**ENTRIES SHOWN**:
★ ★ ★ ★ ★
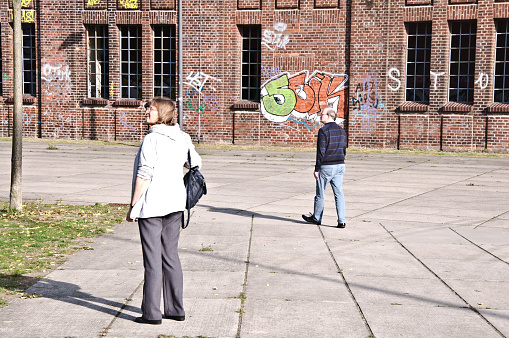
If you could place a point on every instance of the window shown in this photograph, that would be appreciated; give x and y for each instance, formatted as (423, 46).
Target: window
(418, 62)
(251, 62)
(1, 73)
(130, 61)
(29, 57)
(98, 56)
(164, 61)
(501, 93)
(461, 71)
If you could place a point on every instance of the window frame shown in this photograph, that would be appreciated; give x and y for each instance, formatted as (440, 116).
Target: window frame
(251, 36)
(30, 86)
(158, 87)
(101, 75)
(501, 81)
(459, 76)
(418, 32)
(128, 88)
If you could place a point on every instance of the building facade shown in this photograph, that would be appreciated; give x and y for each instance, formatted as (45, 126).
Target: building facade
(403, 74)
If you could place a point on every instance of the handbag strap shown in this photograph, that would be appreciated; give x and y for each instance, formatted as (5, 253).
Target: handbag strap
(187, 194)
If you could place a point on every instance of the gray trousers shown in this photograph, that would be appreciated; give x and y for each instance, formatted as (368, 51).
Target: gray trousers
(159, 242)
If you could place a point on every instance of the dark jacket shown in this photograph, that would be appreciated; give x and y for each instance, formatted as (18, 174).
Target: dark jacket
(331, 145)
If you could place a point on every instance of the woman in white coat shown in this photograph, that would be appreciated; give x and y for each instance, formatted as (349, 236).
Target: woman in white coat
(158, 200)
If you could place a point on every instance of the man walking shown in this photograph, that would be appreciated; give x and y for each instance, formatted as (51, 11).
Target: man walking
(330, 167)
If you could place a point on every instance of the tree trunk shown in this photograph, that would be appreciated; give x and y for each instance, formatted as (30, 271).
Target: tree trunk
(17, 116)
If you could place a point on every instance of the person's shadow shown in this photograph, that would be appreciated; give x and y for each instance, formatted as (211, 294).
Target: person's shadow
(72, 294)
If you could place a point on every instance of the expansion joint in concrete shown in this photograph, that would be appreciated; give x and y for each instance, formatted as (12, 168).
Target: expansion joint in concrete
(104, 333)
(478, 246)
(242, 296)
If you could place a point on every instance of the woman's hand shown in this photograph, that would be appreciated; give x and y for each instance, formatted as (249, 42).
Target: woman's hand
(128, 216)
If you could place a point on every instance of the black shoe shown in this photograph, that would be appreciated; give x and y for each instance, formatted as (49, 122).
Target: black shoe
(142, 320)
(177, 318)
(310, 219)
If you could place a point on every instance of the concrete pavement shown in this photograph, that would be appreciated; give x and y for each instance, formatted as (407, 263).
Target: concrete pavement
(425, 252)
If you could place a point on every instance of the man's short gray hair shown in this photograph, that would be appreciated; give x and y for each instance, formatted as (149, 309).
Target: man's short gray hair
(331, 112)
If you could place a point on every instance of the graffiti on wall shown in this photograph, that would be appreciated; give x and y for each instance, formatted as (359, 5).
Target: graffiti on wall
(27, 16)
(303, 97)
(198, 79)
(394, 75)
(367, 103)
(196, 97)
(58, 80)
(271, 71)
(483, 80)
(129, 4)
(123, 120)
(274, 39)
(52, 73)
(27, 119)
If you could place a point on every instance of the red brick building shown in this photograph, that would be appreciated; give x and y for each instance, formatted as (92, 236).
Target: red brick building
(427, 74)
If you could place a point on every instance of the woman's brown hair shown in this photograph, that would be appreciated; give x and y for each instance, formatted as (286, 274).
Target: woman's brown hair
(165, 110)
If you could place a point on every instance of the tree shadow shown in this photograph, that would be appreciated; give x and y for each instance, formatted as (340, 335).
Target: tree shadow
(247, 213)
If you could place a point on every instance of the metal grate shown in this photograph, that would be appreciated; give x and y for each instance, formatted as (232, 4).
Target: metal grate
(130, 62)
(501, 92)
(29, 59)
(461, 71)
(98, 62)
(165, 67)
(251, 62)
(418, 62)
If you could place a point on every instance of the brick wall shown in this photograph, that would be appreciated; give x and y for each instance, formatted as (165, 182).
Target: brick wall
(348, 54)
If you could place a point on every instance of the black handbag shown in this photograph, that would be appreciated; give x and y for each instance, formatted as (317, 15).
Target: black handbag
(195, 188)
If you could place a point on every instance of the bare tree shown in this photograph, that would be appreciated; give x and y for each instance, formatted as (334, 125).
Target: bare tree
(17, 130)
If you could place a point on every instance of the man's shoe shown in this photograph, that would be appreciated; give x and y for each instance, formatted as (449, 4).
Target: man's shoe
(177, 318)
(310, 219)
(142, 320)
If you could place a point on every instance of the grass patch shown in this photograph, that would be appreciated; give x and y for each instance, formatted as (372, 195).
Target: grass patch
(40, 237)
(206, 248)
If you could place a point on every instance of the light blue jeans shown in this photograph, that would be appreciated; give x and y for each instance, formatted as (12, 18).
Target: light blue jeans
(334, 175)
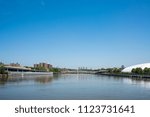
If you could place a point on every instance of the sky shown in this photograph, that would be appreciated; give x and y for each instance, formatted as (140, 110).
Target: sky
(75, 33)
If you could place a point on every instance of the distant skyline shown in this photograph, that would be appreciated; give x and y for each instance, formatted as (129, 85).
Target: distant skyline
(75, 33)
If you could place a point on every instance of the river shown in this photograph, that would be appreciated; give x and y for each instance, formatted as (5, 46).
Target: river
(74, 87)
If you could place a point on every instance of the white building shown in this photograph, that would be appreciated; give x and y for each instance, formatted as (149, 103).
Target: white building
(129, 69)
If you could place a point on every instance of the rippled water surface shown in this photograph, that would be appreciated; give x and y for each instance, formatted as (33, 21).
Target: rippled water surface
(74, 86)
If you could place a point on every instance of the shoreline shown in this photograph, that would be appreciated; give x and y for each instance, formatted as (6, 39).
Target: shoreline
(138, 76)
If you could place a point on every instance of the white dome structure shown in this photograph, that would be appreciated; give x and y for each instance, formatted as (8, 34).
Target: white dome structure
(129, 69)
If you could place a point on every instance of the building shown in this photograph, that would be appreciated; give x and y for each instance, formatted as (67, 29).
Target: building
(15, 64)
(129, 69)
(43, 65)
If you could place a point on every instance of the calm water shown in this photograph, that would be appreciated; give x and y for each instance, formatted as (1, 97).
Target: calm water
(74, 87)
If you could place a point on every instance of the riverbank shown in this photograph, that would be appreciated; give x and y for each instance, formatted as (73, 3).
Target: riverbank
(29, 73)
(138, 76)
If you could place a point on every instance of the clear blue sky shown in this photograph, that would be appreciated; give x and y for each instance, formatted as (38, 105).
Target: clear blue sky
(75, 33)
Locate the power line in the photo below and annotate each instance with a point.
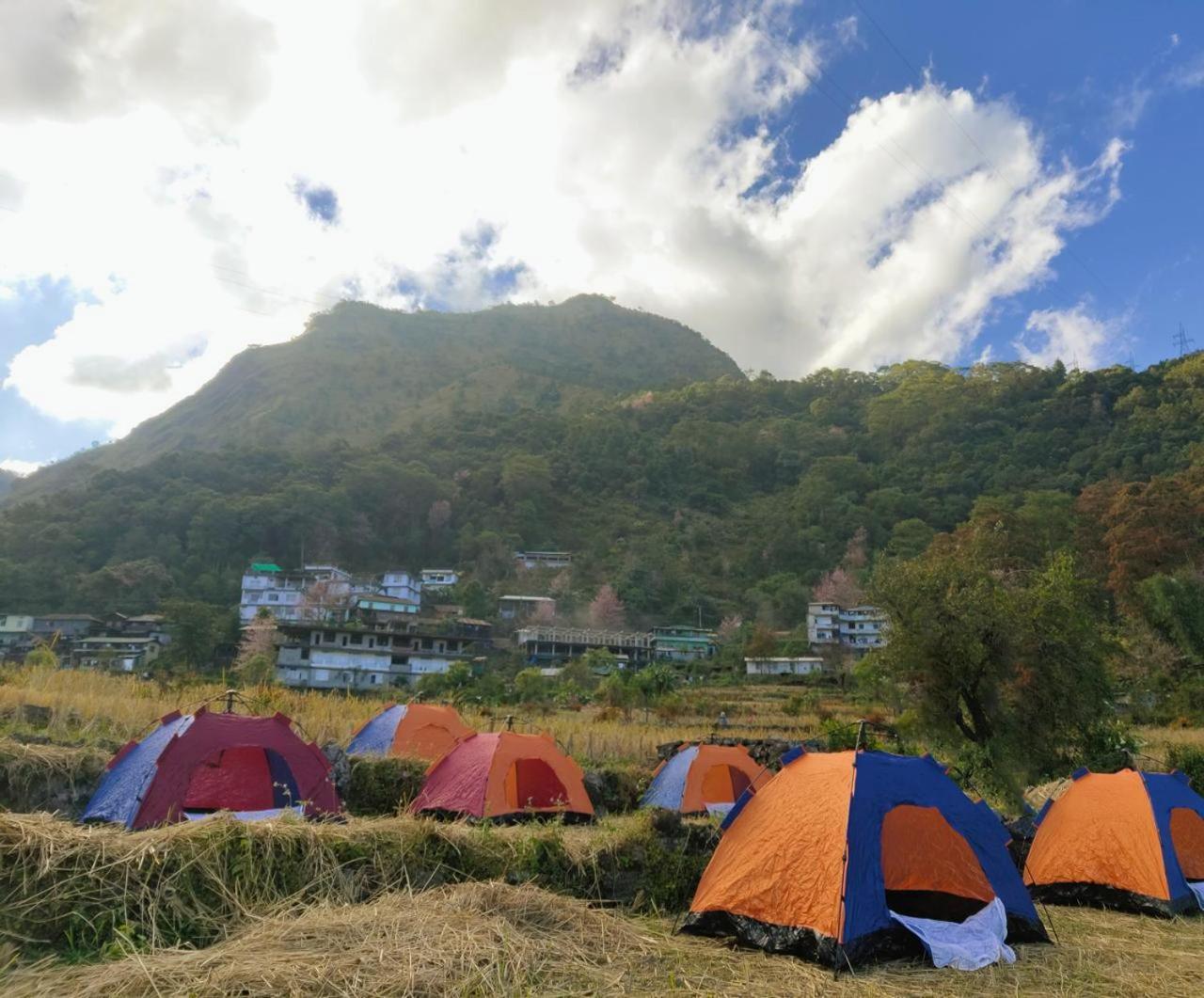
(1182, 342)
(986, 159)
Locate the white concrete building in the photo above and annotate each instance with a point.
(543, 559)
(119, 653)
(439, 578)
(401, 585)
(352, 657)
(783, 666)
(316, 593)
(523, 607)
(859, 628)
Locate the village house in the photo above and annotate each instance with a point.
(525, 607)
(401, 585)
(859, 628)
(439, 578)
(381, 608)
(683, 644)
(16, 635)
(543, 559)
(559, 644)
(119, 653)
(349, 657)
(67, 625)
(147, 625)
(783, 666)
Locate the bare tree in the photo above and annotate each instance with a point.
(258, 638)
(607, 610)
(838, 586)
(730, 626)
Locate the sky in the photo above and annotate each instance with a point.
(808, 183)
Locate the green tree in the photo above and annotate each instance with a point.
(258, 670)
(530, 687)
(1010, 662)
(197, 630)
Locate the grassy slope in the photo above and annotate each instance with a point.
(360, 372)
(494, 939)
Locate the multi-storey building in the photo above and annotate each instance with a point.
(67, 625)
(324, 593)
(316, 593)
(543, 559)
(683, 644)
(16, 633)
(559, 644)
(523, 607)
(859, 628)
(351, 657)
(783, 666)
(120, 653)
(401, 585)
(439, 578)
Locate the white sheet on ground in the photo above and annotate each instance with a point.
(966, 945)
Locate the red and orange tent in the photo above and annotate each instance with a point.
(701, 778)
(504, 774)
(1132, 840)
(420, 730)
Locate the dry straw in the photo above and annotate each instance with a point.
(493, 939)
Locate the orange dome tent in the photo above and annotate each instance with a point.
(1131, 840)
(841, 855)
(701, 778)
(504, 774)
(418, 730)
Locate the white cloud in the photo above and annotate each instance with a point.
(20, 467)
(529, 150)
(1069, 335)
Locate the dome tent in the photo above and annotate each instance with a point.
(418, 730)
(701, 778)
(202, 762)
(504, 775)
(1131, 840)
(847, 856)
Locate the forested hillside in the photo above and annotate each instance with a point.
(731, 496)
(360, 372)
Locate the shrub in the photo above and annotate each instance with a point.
(1190, 761)
(383, 785)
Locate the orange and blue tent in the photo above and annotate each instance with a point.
(704, 778)
(193, 765)
(1131, 840)
(833, 856)
(504, 774)
(420, 730)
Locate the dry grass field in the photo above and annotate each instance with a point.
(494, 939)
(413, 907)
(91, 706)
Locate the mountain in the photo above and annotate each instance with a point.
(731, 496)
(360, 372)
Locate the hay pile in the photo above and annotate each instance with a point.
(494, 939)
(70, 887)
(488, 939)
(47, 777)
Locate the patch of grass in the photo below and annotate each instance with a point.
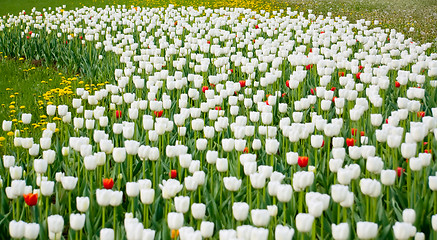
(27, 88)
(398, 14)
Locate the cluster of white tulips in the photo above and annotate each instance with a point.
(227, 124)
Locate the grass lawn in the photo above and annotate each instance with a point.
(399, 14)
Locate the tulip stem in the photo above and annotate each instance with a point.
(313, 235)
(257, 197)
(114, 218)
(435, 202)
(118, 174)
(69, 203)
(285, 212)
(344, 215)
(321, 226)
(153, 173)
(146, 215)
(130, 167)
(47, 207)
(103, 216)
(409, 185)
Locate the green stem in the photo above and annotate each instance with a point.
(103, 216)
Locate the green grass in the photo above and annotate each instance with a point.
(398, 14)
(27, 88)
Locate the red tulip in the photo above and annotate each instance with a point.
(350, 142)
(31, 198)
(158, 113)
(108, 183)
(173, 174)
(204, 88)
(118, 113)
(302, 161)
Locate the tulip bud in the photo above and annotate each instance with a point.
(409, 216)
(367, 230)
(106, 234)
(207, 229)
(340, 231)
(82, 204)
(182, 204)
(16, 229)
(55, 223)
(132, 189)
(31, 231)
(388, 177)
(198, 210)
(240, 210)
(175, 220)
(304, 222)
(147, 196)
(260, 217)
(77, 221)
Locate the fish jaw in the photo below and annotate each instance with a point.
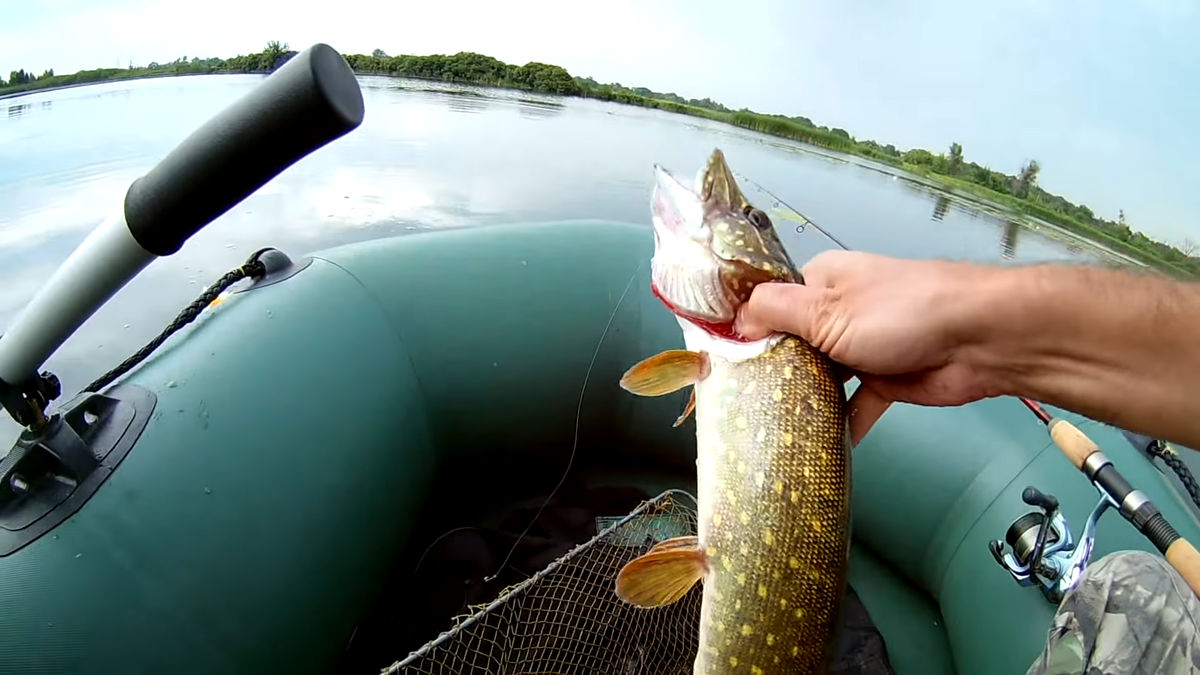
(684, 273)
(712, 248)
(773, 494)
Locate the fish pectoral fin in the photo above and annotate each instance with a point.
(688, 410)
(665, 372)
(663, 575)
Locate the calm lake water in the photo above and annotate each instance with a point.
(426, 156)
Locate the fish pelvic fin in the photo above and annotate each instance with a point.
(666, 372)
(664, 574)
(688, 410)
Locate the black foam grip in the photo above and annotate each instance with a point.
(310, 101)
(1159, 532)
(1111, 482)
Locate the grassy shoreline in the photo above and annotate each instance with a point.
(1018, 192)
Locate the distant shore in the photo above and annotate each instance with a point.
(1019, 192)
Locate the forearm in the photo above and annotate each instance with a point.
(1119, 347)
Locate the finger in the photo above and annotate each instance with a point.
(867, 406)
(777, 308)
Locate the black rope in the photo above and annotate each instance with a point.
(1170, 458)
(251, 268)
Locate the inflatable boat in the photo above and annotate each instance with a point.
(333, 457)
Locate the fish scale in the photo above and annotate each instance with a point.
(774, 482)
(773, 444)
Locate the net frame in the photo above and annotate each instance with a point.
(567, 617)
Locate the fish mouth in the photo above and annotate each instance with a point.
(685, 272)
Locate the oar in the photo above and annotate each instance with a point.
(1133, 505)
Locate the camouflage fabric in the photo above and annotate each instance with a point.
(1131, 614)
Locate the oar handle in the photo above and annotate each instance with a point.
(1086, 455)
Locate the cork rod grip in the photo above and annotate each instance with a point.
(1183, 557)
(1078, 447)
(1073, 442)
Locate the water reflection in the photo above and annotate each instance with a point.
(1008, 239)
(531, 108)
(465, 101)
(415, 165)
(941, 205)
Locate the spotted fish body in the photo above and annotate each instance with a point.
(773, 454)
(774, 511)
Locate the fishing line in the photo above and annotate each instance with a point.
(579, 414)
(799, 228)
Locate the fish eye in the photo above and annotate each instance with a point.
(759, 217)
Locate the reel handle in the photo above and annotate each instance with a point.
(1033, 496)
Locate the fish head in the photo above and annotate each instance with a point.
(712, 246)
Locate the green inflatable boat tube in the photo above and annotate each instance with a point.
(304, 440)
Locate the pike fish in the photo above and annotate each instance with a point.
(773, 443)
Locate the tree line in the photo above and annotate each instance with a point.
(1019, 191)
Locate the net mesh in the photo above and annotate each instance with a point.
(568, 619)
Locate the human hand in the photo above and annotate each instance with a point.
(901, 327)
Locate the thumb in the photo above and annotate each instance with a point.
(778, 306)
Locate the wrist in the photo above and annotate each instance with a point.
(1005, 326)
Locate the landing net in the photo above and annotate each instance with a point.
(568, 619)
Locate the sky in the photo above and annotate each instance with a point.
(1104, 94)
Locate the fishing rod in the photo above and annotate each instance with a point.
(1043, 550)
(1061, 568)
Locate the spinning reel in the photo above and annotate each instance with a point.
(1043, 551)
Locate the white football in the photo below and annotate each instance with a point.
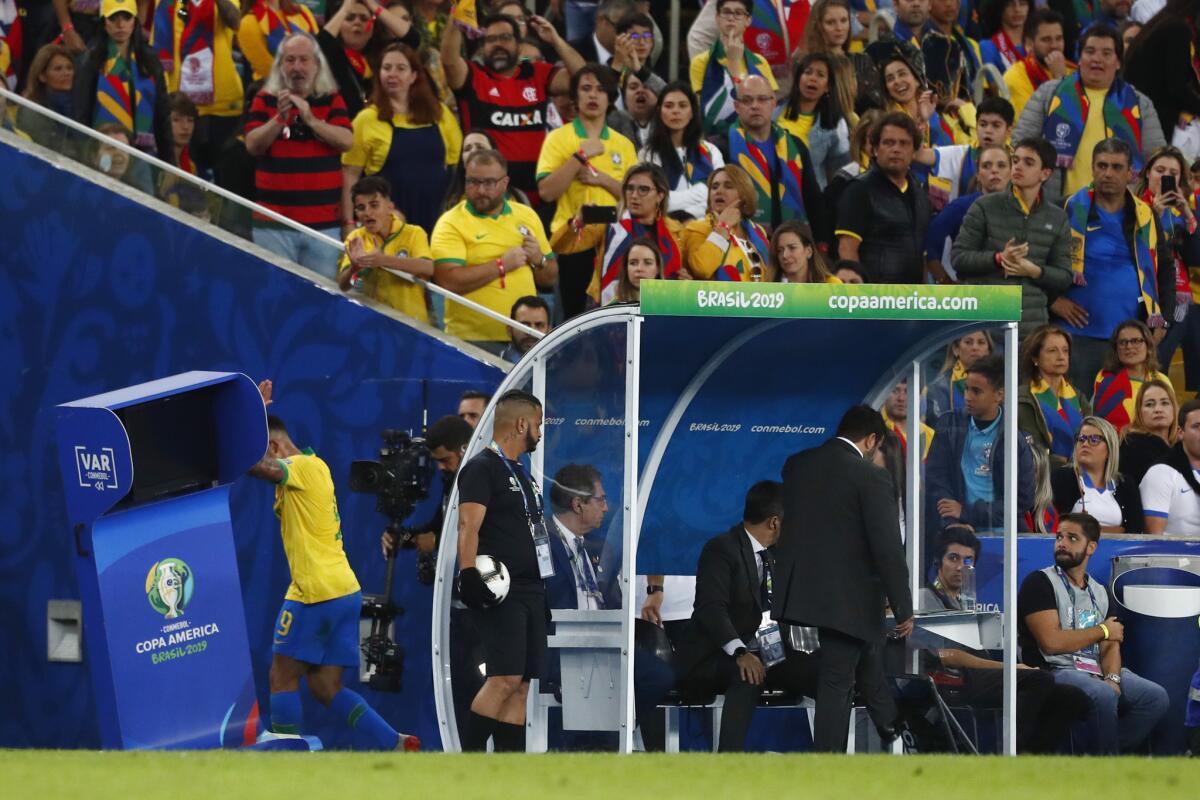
(496, 576)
★ ★ ★ ★ ★
**ACTION ITEM**: Using the records above, write out exactly the lines between the one holding "Target: expansion joint in concrete" and the one holding "as (407, 263).", inclusive; leave everything else out.

**TASK ANSWER**:
Target: expansion joint in concrete
(104, 333)
(478, 246)
(242, 296)
If you could place a point on every instance of the woman's hand shown in this photograph, that would be appreciated; give x and y for each instance, formatted as (249, 42).
Target: woman's hand
(128, 216)
If you could place a point on every instance of the black shoe shown in this photograph, that would be appreciated; give x and y for each instance, formatted as (49, 122).
Target: black shoe
(142, 320)
(177, 318)
(310, 219)
If you could place a point on every instance of the concrete pavement shown in this photograph, that would be appreciated; give x and y for each instance, formatted as (407, 263).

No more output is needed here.